§ **OBJECTIVE**
Report each line in the rows below that contains the word "dark", copying those lines in full.

§ **ITEMS**
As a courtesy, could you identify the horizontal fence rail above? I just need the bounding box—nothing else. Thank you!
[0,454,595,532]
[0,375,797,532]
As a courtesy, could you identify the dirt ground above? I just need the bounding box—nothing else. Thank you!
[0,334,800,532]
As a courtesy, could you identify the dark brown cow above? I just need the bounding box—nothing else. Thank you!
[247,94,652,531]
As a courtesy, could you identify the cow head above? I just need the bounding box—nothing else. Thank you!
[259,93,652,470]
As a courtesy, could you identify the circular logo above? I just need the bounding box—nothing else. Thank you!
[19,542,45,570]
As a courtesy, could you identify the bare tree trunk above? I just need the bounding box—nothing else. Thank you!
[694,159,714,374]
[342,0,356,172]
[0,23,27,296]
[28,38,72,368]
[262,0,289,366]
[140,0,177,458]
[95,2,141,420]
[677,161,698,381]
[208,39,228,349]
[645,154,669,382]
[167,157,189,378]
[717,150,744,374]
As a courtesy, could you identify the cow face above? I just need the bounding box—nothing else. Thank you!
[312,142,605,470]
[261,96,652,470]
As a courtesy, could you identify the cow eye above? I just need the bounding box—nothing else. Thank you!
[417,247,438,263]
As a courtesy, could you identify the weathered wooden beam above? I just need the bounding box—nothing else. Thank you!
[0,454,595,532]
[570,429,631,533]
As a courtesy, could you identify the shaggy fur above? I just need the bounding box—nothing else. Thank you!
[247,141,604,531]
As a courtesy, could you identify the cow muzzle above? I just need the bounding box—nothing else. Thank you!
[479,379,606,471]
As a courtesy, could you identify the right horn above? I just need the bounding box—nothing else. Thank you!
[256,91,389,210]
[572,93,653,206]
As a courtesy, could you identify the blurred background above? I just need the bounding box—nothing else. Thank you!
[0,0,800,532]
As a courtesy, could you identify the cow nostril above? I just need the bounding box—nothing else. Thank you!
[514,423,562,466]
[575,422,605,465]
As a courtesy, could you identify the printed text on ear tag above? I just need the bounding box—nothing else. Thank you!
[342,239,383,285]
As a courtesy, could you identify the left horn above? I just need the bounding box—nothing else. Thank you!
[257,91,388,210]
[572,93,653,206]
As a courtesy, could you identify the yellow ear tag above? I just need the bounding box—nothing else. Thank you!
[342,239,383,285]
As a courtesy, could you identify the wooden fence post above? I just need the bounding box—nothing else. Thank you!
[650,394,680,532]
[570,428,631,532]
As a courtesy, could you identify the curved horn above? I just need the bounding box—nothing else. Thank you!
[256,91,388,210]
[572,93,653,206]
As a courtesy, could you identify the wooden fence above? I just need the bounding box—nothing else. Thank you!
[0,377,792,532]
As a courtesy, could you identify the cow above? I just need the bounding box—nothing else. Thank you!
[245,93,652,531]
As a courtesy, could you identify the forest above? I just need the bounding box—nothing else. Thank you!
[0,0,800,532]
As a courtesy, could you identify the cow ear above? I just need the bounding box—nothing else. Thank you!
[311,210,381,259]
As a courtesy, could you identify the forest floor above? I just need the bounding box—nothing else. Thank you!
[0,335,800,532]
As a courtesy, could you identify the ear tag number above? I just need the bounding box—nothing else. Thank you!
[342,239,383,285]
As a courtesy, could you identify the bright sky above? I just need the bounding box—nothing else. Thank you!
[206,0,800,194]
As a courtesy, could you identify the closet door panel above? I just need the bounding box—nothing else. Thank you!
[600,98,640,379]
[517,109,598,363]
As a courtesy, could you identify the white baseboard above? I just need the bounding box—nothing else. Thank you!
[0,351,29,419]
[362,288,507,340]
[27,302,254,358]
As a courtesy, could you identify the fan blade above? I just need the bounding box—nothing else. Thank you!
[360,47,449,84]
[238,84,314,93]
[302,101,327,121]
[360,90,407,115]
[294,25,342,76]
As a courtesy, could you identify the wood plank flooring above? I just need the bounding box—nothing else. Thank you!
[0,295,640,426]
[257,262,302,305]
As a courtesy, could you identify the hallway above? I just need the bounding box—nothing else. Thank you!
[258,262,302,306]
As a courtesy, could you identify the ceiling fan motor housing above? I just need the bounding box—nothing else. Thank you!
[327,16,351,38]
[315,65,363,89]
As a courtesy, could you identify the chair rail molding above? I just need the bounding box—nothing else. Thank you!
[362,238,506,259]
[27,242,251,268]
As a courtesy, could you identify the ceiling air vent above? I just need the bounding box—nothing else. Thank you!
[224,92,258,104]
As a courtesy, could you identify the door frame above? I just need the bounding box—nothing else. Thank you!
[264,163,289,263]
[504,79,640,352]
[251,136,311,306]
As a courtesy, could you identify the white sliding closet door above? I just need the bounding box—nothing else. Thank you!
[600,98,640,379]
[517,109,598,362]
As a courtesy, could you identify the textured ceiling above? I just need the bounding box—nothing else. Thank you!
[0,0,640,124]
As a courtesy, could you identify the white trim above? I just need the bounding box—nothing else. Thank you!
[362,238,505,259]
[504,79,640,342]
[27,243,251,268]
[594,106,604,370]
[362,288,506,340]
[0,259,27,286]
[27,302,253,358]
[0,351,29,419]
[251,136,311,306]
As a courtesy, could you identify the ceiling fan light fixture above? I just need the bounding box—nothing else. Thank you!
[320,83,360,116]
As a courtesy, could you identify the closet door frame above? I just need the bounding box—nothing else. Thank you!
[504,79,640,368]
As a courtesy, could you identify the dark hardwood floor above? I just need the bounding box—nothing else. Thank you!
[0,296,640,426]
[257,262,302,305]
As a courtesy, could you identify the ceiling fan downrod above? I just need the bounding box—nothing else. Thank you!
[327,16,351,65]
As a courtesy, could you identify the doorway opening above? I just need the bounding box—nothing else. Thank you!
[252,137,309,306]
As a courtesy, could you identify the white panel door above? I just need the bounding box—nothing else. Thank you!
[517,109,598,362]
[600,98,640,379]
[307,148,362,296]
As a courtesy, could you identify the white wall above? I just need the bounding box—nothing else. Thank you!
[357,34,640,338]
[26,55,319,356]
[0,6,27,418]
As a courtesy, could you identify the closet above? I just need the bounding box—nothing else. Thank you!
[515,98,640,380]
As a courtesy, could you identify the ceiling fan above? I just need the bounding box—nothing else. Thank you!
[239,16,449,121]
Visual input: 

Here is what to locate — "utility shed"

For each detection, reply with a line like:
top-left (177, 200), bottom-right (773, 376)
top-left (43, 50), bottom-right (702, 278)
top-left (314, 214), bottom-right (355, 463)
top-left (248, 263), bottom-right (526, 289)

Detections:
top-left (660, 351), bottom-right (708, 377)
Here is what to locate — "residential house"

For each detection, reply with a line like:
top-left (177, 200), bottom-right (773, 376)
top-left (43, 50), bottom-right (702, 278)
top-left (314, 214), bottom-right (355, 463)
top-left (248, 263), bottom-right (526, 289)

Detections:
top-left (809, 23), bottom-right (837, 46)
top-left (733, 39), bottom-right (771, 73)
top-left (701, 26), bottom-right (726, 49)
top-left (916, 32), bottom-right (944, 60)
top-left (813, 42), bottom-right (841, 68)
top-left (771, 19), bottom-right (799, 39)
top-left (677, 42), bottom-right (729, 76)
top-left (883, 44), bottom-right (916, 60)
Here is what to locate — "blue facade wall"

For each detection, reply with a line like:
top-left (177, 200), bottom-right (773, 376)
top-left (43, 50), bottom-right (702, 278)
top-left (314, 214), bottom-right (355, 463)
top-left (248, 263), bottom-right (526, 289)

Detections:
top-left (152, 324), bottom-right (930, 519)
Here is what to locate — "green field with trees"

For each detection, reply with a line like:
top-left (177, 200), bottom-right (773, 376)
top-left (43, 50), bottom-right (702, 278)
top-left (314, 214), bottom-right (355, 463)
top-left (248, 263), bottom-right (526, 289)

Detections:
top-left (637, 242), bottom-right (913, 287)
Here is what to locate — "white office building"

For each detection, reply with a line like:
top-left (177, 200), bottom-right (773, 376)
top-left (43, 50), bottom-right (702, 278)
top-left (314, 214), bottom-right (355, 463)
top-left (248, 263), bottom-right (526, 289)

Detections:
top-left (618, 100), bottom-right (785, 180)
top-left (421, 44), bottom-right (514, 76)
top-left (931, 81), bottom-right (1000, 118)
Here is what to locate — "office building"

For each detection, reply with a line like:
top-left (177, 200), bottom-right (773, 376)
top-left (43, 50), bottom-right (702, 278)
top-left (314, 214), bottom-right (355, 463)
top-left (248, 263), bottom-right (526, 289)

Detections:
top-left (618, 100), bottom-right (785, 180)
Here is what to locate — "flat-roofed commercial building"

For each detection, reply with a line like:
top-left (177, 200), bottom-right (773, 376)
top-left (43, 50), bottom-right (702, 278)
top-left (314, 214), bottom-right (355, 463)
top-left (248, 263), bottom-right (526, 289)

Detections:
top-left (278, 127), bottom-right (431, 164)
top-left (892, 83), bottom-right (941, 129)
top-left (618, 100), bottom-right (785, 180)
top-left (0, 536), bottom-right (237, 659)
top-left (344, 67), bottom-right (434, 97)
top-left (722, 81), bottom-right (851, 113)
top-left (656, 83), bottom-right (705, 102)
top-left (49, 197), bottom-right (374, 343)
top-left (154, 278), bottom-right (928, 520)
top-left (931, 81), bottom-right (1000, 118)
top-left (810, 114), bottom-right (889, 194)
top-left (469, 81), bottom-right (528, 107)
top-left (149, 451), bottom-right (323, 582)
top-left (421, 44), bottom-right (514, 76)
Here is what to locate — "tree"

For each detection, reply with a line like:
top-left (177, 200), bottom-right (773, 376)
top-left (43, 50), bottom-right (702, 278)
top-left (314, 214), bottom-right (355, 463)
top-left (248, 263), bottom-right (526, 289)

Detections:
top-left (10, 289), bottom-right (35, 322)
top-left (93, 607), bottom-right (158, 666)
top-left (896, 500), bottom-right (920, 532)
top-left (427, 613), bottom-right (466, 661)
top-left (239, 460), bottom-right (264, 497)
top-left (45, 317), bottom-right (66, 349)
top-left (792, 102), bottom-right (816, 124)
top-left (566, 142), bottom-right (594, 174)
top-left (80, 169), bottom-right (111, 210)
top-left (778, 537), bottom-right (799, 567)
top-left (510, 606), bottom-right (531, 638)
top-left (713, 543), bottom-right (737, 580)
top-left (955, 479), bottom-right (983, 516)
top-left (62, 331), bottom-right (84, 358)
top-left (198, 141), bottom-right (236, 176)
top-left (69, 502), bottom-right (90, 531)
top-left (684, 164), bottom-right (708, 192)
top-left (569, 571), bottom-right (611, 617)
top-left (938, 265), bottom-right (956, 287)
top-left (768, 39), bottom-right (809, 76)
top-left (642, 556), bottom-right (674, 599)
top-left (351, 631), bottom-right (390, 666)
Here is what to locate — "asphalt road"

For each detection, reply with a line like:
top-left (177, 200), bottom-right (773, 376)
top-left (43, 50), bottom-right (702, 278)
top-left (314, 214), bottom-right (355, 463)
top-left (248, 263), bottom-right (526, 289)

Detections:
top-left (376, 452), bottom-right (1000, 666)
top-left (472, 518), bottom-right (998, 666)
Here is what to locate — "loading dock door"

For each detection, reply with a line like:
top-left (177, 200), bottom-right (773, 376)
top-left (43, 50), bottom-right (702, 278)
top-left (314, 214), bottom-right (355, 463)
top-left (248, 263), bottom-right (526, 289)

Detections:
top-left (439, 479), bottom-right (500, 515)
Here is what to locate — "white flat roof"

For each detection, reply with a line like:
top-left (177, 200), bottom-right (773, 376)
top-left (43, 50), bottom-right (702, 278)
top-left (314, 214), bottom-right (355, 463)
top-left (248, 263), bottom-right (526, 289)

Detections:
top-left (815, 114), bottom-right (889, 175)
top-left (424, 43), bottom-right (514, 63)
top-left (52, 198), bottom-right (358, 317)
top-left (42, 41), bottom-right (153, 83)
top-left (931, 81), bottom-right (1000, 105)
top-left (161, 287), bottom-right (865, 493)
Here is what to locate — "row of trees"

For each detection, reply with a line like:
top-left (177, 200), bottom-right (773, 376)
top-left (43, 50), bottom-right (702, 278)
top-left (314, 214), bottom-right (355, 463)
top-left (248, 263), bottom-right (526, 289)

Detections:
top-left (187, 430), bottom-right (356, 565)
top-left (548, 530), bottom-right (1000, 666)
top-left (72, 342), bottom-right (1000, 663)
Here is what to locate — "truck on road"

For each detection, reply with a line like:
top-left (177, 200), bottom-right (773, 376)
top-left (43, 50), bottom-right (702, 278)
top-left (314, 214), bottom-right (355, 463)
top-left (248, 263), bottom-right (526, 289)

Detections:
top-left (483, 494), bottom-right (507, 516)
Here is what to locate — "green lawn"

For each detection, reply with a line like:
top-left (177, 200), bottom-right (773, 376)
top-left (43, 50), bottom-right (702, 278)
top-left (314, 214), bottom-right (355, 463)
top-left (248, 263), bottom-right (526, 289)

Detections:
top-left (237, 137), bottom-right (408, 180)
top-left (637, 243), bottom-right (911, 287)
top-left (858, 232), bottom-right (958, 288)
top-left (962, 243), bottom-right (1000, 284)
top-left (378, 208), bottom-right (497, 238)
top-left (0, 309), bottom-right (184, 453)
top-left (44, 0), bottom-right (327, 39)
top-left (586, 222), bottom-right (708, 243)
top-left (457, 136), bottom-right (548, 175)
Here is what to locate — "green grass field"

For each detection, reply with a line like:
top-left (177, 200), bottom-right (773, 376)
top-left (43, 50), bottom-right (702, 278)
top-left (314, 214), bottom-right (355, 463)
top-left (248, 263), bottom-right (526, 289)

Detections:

§ **WRITTEN ANSWER**
As a courtesy, could you identify the dark brown cow above? I just need the bounding box—nothing else. Thank you!
As a courtesy, could you identify the dark hardwood floor above? I just need the bounding box—nothing else. Thank you!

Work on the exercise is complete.